### DIRECTIONS FOR THIS TASK:
From the listing below, copy out every line that includes the string "stake".

(Pointing records)
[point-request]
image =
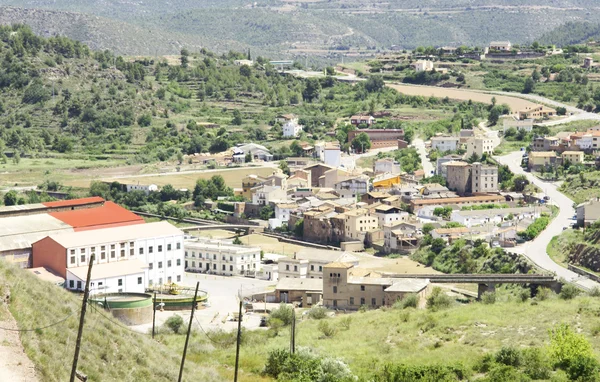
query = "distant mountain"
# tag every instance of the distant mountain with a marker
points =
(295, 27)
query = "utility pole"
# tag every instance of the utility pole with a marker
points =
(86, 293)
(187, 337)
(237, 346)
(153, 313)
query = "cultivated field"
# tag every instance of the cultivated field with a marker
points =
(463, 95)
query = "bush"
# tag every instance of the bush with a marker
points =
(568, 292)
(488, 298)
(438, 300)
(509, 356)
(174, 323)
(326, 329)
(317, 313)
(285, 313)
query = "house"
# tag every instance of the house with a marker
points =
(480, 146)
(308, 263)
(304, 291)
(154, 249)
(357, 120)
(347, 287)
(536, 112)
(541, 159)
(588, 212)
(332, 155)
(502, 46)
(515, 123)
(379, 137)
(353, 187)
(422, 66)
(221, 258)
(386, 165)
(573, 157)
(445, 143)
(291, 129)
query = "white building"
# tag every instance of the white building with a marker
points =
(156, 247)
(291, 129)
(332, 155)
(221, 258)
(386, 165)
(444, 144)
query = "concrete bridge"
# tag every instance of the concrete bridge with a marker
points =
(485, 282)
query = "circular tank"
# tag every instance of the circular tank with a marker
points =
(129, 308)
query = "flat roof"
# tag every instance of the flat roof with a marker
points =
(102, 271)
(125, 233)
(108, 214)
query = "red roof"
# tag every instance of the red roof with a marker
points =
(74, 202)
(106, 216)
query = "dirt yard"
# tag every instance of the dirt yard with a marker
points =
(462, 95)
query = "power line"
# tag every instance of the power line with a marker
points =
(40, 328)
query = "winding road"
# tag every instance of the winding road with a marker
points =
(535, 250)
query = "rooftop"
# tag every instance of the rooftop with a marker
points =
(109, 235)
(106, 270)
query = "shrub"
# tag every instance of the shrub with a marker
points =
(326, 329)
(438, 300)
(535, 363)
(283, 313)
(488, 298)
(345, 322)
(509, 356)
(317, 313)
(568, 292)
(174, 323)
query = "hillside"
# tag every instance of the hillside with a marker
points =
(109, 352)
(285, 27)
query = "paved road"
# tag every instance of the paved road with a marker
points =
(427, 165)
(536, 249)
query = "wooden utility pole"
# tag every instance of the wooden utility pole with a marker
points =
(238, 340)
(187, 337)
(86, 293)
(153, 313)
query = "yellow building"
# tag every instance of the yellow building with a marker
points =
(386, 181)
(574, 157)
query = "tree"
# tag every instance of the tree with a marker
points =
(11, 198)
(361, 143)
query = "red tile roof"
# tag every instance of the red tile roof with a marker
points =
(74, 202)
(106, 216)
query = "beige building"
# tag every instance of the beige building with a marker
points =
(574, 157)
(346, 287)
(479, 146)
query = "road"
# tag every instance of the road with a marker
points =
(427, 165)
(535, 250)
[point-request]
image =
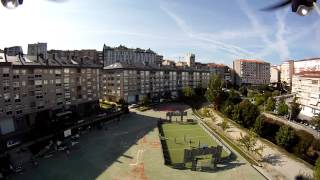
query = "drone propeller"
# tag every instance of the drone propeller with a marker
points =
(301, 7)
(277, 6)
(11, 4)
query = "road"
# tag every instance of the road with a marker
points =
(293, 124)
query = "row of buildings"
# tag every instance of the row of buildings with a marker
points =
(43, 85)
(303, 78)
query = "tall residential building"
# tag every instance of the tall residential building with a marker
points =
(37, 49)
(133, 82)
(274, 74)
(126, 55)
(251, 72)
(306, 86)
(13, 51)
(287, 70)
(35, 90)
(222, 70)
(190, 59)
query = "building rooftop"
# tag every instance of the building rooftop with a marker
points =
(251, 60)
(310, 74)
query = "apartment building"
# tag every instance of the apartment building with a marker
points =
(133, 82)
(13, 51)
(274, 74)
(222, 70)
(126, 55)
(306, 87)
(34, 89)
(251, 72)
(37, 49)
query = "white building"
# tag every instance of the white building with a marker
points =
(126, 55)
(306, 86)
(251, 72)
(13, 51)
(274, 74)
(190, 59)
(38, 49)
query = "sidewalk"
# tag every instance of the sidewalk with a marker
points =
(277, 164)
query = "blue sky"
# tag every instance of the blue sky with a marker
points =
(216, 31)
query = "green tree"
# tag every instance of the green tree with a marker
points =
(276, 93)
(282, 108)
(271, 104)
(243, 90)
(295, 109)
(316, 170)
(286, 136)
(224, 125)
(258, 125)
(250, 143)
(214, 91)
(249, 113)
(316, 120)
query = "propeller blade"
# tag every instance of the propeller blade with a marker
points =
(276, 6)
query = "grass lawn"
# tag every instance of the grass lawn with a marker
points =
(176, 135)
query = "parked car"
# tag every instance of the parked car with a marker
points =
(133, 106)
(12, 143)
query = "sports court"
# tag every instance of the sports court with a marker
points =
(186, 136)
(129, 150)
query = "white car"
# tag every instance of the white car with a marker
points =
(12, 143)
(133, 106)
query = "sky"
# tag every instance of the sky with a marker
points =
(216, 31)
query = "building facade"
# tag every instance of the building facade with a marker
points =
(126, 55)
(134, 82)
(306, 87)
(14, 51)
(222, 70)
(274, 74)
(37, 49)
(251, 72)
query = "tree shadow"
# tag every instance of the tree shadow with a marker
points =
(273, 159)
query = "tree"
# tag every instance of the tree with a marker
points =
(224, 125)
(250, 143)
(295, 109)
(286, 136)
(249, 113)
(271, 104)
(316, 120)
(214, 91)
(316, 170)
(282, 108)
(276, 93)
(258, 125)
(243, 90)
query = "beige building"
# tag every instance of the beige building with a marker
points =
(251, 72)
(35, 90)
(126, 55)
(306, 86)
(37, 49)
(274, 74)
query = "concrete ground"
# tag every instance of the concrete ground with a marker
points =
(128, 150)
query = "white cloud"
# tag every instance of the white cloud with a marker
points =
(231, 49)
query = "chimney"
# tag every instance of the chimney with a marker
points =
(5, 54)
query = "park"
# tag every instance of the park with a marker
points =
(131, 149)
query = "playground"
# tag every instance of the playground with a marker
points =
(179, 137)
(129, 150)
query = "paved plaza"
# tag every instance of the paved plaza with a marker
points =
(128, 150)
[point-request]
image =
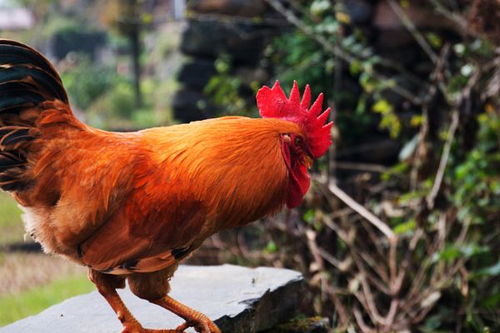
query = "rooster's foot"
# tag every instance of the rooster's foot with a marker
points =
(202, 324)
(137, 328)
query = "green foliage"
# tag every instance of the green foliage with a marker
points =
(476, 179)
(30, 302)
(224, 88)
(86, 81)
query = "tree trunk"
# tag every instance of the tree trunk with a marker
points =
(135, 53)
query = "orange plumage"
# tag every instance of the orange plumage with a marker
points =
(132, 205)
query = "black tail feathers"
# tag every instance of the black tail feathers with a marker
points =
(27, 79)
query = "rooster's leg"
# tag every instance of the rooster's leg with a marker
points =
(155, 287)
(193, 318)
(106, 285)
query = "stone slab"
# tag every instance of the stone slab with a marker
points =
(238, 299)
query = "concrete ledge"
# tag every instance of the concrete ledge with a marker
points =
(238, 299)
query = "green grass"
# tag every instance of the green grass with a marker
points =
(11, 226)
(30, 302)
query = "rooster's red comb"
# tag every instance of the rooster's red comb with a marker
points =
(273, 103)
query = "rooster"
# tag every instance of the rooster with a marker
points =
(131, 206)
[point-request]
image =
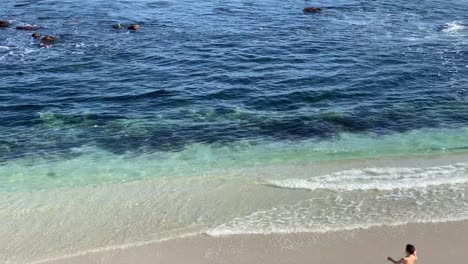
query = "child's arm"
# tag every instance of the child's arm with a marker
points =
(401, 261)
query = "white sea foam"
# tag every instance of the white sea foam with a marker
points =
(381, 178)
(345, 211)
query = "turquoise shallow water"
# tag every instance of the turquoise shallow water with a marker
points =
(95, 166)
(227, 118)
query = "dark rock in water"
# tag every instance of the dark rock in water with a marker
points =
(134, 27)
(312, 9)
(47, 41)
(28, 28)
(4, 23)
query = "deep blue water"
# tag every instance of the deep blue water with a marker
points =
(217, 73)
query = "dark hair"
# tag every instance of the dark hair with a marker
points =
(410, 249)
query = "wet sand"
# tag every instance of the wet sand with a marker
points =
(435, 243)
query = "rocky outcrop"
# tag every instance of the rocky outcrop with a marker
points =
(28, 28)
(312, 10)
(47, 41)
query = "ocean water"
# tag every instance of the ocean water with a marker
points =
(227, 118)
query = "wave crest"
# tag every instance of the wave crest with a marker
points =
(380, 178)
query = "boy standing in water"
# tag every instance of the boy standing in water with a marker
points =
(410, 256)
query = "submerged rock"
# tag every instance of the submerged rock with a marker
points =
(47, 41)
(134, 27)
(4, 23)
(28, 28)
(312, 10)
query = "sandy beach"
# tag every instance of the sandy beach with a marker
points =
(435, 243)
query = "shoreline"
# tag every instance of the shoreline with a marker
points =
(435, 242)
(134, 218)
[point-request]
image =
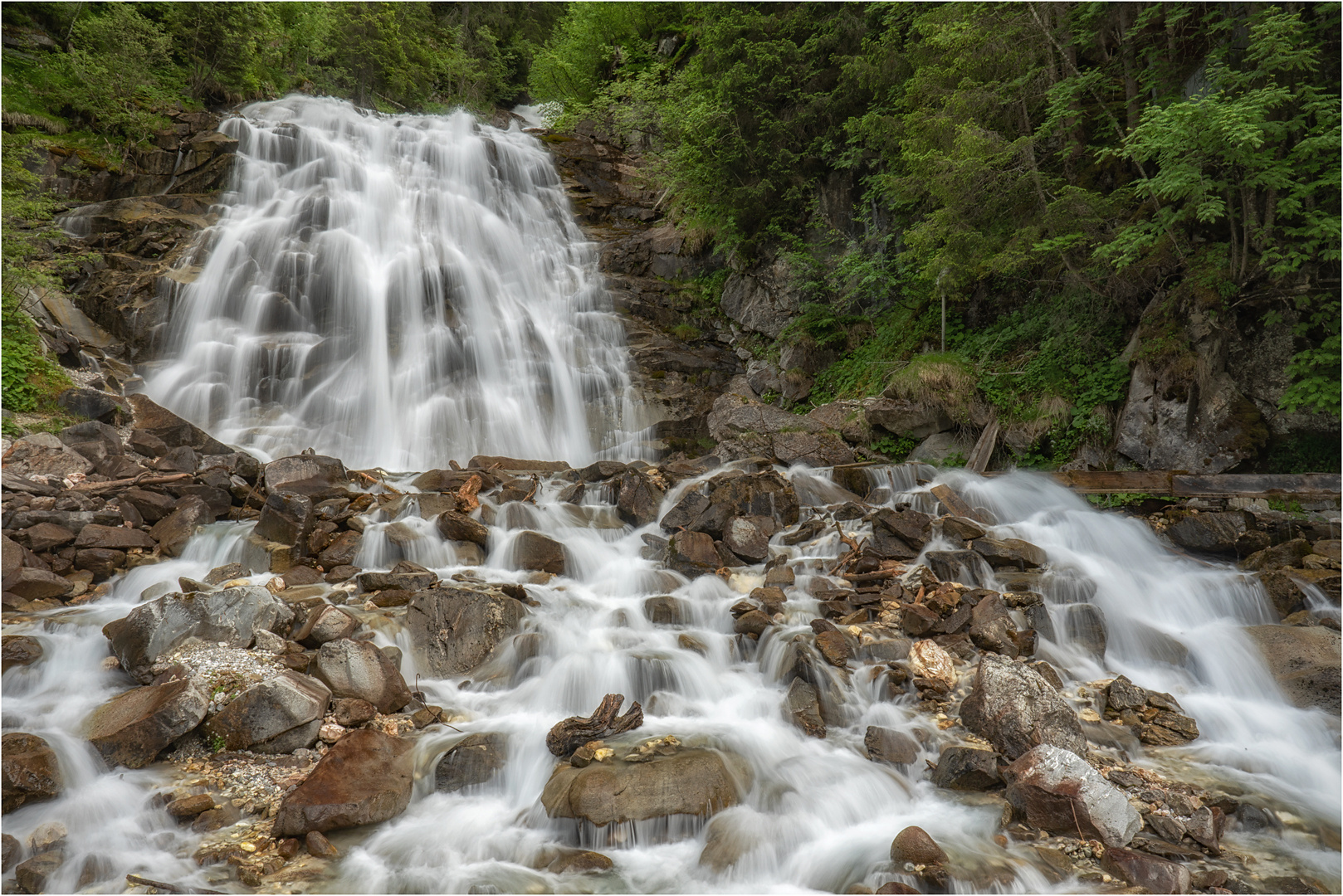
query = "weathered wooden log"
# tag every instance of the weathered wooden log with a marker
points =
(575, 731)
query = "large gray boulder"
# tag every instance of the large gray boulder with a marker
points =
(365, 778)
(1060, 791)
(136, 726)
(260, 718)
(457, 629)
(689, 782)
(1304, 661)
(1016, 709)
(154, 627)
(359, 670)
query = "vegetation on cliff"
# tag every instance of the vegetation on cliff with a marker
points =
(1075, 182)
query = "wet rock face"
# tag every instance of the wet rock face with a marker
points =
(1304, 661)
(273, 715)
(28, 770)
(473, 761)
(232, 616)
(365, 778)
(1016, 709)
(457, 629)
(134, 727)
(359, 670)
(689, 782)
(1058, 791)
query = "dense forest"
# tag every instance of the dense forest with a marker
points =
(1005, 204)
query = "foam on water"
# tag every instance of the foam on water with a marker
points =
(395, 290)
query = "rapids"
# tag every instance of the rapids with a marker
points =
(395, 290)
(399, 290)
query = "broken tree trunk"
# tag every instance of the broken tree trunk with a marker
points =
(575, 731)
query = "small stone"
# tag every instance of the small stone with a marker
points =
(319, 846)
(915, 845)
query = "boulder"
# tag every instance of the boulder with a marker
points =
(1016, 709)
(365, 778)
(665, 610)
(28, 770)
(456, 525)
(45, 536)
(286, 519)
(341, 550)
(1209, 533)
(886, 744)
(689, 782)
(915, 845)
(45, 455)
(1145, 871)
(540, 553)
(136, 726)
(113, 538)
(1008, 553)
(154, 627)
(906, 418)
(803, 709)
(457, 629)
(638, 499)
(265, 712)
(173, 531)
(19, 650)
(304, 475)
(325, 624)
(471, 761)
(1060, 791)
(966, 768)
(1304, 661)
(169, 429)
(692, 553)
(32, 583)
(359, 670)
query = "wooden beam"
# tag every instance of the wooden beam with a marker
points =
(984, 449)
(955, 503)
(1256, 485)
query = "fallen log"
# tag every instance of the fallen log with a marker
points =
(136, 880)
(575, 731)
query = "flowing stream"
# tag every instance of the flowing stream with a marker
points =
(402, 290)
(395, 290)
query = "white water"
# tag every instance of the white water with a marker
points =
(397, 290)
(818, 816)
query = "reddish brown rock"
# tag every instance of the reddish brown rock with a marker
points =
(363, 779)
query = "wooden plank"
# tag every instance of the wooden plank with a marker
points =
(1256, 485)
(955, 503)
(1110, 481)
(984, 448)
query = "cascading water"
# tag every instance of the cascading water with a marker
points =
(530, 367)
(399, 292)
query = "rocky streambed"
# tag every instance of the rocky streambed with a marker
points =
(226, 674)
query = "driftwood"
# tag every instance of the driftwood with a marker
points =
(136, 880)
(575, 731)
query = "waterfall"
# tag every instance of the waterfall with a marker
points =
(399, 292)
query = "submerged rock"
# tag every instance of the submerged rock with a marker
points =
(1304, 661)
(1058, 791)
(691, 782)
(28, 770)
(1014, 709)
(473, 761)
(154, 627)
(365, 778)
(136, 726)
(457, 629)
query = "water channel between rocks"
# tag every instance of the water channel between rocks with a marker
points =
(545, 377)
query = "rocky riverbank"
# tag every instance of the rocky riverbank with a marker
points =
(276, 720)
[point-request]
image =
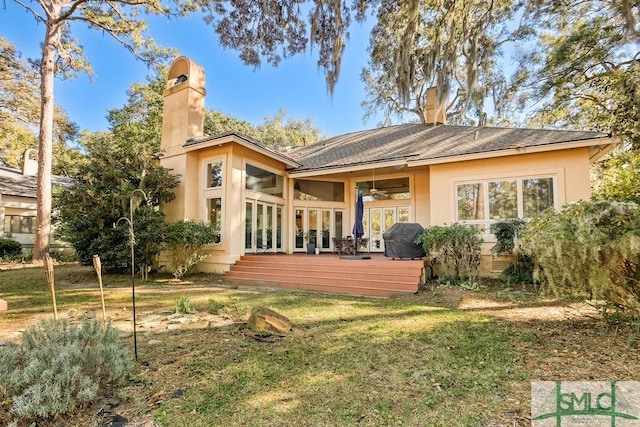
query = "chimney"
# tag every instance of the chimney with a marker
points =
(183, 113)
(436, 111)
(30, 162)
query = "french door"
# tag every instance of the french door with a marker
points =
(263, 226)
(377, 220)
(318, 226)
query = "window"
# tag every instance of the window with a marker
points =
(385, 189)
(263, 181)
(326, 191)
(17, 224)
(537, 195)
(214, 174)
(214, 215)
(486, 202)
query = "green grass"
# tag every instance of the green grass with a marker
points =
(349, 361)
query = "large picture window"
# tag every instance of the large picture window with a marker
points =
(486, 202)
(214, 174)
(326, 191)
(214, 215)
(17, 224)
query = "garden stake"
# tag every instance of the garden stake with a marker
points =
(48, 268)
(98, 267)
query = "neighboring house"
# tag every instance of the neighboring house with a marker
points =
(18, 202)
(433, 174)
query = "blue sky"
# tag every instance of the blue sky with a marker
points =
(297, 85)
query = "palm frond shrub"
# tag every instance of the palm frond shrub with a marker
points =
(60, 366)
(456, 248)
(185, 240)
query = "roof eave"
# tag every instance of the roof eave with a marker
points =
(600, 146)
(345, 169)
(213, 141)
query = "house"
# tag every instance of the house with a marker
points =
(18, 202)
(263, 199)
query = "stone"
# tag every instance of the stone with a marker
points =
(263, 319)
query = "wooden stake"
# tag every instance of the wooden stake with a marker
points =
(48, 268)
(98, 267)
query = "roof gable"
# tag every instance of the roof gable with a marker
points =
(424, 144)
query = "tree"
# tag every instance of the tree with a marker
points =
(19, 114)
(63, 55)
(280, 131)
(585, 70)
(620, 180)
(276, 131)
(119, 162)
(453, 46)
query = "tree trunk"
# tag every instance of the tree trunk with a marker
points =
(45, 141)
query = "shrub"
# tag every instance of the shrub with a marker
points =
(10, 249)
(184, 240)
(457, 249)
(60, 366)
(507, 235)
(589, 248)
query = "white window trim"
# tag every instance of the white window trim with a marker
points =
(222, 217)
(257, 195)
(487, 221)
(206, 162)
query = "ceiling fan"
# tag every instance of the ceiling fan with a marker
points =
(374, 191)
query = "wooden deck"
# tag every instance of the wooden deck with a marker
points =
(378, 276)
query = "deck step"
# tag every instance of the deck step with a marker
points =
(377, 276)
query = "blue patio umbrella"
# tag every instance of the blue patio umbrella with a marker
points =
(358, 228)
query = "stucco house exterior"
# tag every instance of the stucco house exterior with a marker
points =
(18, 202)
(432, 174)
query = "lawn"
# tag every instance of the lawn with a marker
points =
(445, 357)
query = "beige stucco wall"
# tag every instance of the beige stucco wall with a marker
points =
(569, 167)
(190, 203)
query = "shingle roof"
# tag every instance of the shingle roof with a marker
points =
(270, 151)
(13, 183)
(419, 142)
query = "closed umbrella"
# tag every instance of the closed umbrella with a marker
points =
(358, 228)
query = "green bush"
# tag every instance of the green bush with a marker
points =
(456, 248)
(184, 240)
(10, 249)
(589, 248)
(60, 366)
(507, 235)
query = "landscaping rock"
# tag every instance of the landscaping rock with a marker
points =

### TASK SOLUTION:
query = "garden stake"
# tag every instance of the garden stake with a marker
query = "wooden stake"
# tag every instance of the wooden stake with a marker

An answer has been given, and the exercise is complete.